## TASK STATEMENT
Copy each of the items below verbatim, keeping every line and its order unchanged.

** start of GIVEN RECORDS **

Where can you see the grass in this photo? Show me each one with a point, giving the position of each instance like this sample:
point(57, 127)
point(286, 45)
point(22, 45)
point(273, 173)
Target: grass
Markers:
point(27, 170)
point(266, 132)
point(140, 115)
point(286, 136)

** end of GIVEN RECORDS **

## WRITTEN ANSWER
Where can you see the grass in this photo? Show me each one with a point, giving the position of each instance like this sample:
point(57, 127)
point(286, 45)
point(22, 45)
point(273, 173)
Target: grass
Markers:
point(27, 170)
point(266, 132)
point(140, 115)
point(286, 136)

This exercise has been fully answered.